Given task: Retype exactly the lines that start at the line with "Practice: locate the black belt buckle" and end at the final line, both included, and leave out every picture.

***** Records shown

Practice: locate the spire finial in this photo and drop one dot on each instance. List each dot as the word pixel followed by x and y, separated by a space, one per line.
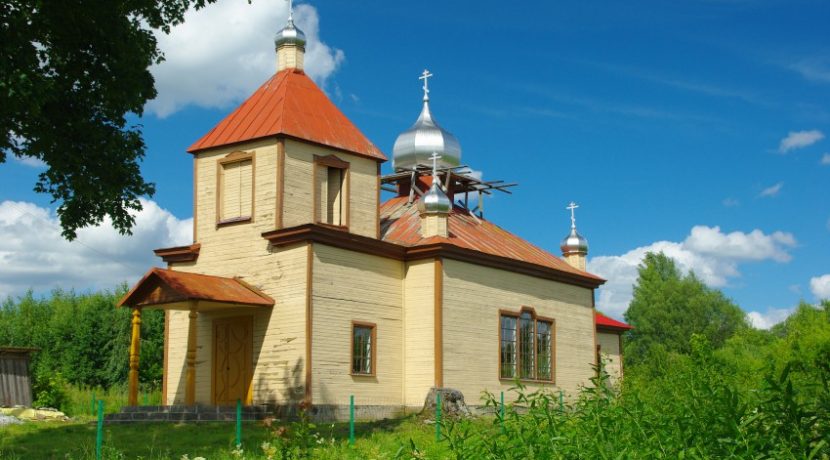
pixel 425 77
pixel 572 207
pixel 435 157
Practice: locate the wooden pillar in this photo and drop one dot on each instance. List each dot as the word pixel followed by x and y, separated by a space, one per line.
pixel 135 346
pixel 190 383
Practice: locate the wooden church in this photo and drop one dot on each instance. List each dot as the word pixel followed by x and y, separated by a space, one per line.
pixel 302 285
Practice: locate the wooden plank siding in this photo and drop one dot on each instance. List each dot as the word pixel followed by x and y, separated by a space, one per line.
pixel 349 286
pixel 473 296
pixel 419 332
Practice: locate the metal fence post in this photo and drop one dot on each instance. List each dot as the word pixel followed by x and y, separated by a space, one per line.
pixel 238 423
pixel 501 411
pixel 351 420
pixel 99 437
pixel 437 416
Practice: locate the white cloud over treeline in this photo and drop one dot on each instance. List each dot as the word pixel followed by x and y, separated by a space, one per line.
pixel 223 52
pixel 34 255
pixel 713 255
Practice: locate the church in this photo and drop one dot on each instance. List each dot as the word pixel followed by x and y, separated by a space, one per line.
pixel 303 285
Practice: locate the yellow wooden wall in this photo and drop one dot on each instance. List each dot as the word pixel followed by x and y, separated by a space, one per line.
pixel 350 286
pixel 610 349
pixel 278 332
pixel 419 331
pixel 473 296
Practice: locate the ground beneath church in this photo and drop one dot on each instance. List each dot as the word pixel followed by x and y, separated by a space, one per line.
pixel 211 440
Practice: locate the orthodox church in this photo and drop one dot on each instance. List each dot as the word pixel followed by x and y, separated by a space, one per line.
pixel 302 285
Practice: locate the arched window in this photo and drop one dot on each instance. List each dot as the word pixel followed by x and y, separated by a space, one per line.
pixel 526 346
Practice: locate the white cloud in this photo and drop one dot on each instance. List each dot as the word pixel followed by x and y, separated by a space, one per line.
pixel 771 191
pixel 817 70
pixel 34 255
pixel 769 318
pixel 223 52
pixel 820 286
pixel 731 202
pixel 799 140
pixel 713 255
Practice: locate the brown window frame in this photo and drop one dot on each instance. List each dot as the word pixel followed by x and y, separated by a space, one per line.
pixel 234 157
pixel 332 161
pixel 372 349
pixel 517 315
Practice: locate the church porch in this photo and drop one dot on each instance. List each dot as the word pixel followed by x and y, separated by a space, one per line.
pixel 225 306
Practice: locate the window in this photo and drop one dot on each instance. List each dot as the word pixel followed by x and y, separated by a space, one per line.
pixel 526 346
pixel 235 188
pixel 363 348
pixel 331 191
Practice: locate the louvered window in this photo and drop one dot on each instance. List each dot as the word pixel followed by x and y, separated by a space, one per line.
pixel 235 188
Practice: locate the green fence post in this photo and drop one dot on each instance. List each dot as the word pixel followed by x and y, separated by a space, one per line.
pixel 238 423
pixel 501 411
pixel 437 416
pixel 351 420
pixel 99 437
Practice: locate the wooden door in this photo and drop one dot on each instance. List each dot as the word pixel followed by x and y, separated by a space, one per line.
pixel 232 350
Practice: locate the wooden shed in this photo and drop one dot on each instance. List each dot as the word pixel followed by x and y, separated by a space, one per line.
pixel 15 381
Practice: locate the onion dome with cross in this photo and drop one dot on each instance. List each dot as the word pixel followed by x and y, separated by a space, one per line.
pixel 415 146
pixel 574 243
pixel 290 34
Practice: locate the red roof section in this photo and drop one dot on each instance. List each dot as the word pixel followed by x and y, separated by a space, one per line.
pixel 289 103
pixel 400 224
pixel 604 321
pixel 161 285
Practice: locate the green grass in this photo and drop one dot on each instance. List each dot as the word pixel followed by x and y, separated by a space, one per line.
pixel 76 440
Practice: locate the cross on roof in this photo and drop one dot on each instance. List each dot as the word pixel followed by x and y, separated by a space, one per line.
pixel 425 77
pixel 435 157
pixel 572 207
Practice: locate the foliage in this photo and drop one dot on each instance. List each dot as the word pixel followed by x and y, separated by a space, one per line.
pixel 83 338
pixel 668 308
pixel 71 72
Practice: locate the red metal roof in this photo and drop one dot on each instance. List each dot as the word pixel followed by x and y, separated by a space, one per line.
pixel 604 321
pixel 289 103
pixel 161 286
pixel 400 224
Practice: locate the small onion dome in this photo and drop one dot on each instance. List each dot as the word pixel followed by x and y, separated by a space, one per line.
pixel 574 243
pixel 290 35
pixel 435 201
pixel 415 145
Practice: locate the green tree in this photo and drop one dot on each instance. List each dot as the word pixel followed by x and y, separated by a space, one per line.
pixel 668 308
pixel 70 73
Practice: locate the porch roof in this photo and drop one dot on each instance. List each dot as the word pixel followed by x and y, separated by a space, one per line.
pixel 174 290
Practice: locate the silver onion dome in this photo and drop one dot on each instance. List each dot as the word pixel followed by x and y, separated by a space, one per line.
pixel 435 200
pixel 574 243
pixel 290 35
pixel 415 145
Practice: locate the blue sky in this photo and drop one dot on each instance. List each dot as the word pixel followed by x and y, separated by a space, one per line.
pixel 695 127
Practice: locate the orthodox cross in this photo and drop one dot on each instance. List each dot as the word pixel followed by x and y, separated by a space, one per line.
pixel 435 157
pixel 425 77
pixel 572 206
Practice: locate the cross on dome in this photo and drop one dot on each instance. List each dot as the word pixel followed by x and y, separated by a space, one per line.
pixel 425 77
pixel 572 207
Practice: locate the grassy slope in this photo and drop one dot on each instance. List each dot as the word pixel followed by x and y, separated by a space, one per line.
pixel 76 440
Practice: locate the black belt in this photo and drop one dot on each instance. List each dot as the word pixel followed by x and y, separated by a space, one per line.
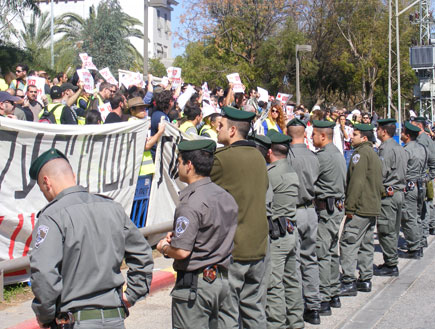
pixel 308 204
pixel 96 314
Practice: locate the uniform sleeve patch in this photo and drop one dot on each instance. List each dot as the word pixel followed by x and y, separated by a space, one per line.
pixel 355 158
pixel 41 235
pixel 181 225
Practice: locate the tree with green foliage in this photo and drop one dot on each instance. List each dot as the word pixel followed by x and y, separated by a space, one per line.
pixel 104 35
pixel 10 10
pixel 156 67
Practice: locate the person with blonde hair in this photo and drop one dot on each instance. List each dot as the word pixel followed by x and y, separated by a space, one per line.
pixel 275 119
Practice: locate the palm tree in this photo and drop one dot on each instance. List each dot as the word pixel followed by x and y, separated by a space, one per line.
pixel 9 10
pixel 35 34
pixel 95 34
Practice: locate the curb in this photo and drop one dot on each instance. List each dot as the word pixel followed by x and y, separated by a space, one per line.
pixel 161 279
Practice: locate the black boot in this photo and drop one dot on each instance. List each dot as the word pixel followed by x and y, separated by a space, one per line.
pixel 325 309
pixel 410 254
pixel 384 270
pixel 312 316
pixel 335 302
pixel 364 286
pixel 348 289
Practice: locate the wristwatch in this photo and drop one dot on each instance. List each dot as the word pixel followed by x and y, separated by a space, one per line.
pixel 164 251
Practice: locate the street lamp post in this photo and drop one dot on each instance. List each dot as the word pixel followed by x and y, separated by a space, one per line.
pixel 298 92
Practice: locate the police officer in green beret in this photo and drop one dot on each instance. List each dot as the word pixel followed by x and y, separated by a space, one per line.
pixel 240 169
pixel 394 162
pixel 416 168
pixel 284 305
pixel 78 246
pixel 306 165
pixel 425 207
pixel 329 189
pixel 363 204
pixel 201 243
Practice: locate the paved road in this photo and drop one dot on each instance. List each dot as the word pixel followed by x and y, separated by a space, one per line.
pixel 406 302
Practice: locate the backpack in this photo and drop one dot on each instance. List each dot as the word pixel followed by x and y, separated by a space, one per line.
pixel 48 116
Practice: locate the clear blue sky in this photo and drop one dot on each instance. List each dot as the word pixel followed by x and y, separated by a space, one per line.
pixel 176 26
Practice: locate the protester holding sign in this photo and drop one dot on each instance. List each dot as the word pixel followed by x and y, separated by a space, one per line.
pixel 63 277
pixel 275 119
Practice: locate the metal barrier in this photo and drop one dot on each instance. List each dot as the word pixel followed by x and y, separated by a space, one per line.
pixel 139 209
pixel 23 263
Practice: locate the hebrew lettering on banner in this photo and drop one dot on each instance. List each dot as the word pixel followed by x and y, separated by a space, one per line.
pixel 105 158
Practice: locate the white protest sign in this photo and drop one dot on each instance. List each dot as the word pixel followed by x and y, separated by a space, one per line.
pixel 264 94
pixel 88 81
pixel 184 97
pixel 105 158
pixel 174 76
pixel 128 78
pixel 39 83
pixel 205 91
pixel 283 98
pixel 107 75
pixel 87 62
pixel 234 78
pixel 166 184
pixel 208 109
pixel 105 109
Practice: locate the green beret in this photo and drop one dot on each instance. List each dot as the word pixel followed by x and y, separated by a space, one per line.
pixel 323 124
pixel 40 161
pixel 278 138
pixel 237 115
pixel 260 140
pixel 364 127
pixel 198 144
pixel 384 122
pixel 296 122
pixel 419 119
pixel 408 125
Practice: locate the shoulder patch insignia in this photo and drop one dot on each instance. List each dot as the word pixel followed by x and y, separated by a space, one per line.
pixel 181 225
pixel 355 158
pixel 41 235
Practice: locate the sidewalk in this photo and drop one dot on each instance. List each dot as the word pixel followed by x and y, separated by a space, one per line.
pixel 22 316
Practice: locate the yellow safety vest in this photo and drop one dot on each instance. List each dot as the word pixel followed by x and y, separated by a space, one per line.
pixel 271 125
pixel 3 85
pixel 81 120
pixel 147 167
pixel 186 125
pixel 207 129
pixel 57 112
pixel 17 85
pixel 100 100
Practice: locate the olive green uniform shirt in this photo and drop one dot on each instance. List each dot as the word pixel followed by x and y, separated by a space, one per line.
pixel 394 162
pixel 204 223
pixel 79 243
pixel 332 177
pixel 306 165
pixel 285 183
pixel 429 144
pixel 241 170
pixel 416 161
pixel 364 182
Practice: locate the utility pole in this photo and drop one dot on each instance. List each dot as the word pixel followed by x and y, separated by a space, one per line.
pixel 145 40
pixel 298 91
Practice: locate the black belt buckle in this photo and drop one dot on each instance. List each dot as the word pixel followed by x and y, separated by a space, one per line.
pixel 65 320
pixel 290 226
pixel 210 273
pixel 410 186
pixel 390 191
pixel 339 204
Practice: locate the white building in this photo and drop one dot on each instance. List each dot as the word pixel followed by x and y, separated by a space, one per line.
pixel 159 21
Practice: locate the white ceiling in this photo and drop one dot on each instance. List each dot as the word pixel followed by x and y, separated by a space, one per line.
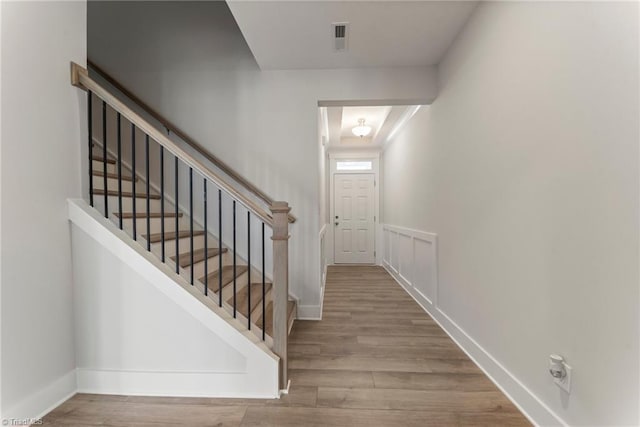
pixel 383 120
pixel 374 117
pixel 298 34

**********

Written answer:
Practice: locate the black belt buckle in this photo and drop one dot on each instance. List each dot as the word pixel followed by x and y, separated by a space, one per line.
pixel 65 320
pixel 290 226
pixel 210 273
pixel 410 186
pixel 390 191
pixel 339 204
Practice: locate the white building in this photo and drop one dot on each instance. List each dot as the word pixel followed by x and y, separated by a space, one per line.
pixel 159 21
Practice: locate the white ceiling in this photo and drop one dot on each instance. List each dot as the word pixel followed by x and y, separated by a space, one per line.
pixel 383 120
pixel 374 117
pixel 298 34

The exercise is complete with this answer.